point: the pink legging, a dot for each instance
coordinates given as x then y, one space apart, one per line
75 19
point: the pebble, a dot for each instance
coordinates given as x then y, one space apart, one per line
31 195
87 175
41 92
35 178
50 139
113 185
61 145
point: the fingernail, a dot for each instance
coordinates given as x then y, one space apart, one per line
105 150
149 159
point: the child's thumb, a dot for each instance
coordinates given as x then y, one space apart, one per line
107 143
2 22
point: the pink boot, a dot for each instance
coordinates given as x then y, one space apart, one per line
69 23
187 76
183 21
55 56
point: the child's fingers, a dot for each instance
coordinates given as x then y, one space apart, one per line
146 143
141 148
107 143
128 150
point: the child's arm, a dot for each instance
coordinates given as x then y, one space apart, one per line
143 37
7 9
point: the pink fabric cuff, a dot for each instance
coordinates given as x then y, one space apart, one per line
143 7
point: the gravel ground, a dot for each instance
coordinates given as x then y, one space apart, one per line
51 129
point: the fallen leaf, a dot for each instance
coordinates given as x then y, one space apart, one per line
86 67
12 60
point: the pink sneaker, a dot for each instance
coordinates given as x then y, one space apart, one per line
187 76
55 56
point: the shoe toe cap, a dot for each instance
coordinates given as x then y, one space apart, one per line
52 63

--

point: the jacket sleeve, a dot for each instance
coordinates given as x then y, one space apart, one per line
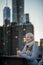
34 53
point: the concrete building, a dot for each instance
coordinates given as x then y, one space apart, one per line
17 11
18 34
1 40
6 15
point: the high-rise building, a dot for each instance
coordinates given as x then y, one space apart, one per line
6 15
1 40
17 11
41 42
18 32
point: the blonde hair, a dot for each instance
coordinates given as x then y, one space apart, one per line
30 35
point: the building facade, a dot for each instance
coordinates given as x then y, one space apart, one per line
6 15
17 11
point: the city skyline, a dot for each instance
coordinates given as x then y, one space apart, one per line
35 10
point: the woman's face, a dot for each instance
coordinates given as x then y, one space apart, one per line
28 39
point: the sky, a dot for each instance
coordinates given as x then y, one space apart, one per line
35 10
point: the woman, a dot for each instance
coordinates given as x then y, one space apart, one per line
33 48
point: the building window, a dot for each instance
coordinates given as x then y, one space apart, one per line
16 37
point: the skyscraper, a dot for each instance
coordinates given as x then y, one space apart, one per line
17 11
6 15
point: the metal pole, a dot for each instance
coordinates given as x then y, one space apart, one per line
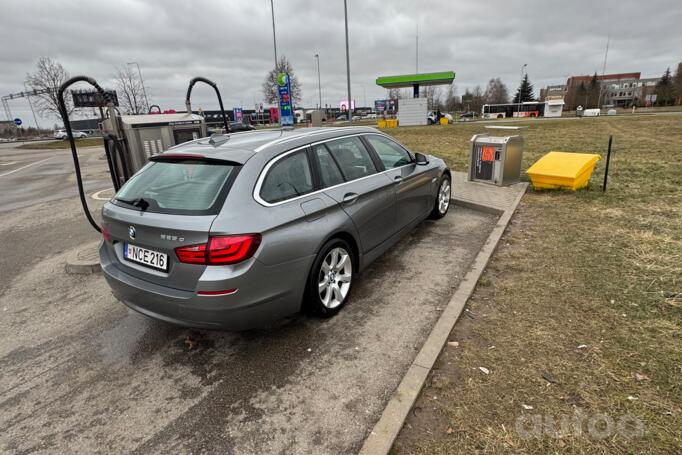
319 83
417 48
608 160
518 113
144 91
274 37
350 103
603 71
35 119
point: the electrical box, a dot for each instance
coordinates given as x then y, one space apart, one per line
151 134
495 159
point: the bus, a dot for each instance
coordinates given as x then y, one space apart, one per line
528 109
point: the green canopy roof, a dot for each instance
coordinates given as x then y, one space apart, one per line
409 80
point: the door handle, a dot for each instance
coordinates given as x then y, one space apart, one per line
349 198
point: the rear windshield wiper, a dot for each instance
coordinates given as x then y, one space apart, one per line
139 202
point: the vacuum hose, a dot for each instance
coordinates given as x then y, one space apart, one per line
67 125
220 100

---

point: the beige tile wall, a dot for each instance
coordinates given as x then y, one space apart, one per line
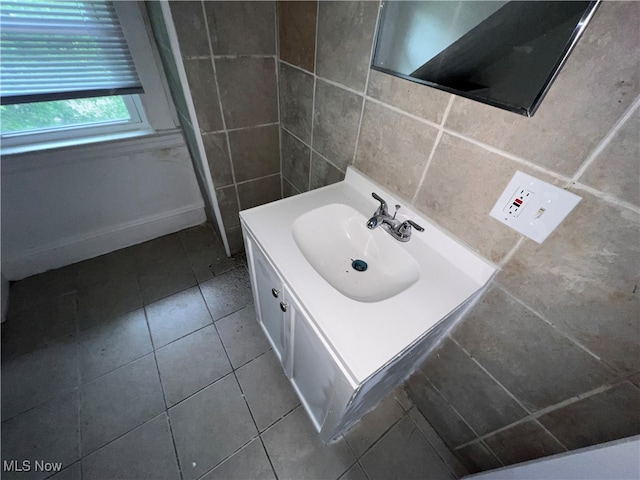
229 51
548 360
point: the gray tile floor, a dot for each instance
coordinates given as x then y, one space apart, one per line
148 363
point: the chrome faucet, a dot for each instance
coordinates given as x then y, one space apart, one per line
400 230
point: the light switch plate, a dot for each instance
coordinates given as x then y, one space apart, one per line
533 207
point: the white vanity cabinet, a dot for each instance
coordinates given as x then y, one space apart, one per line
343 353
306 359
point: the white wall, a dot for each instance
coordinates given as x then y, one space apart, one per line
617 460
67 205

- **Task to carry out**: List each line of the records that contains the word "tile".

- **Response to this exercise**:
point: the beige tile wall, a dot for each instance
point: the gray tile floor, a dot for each instance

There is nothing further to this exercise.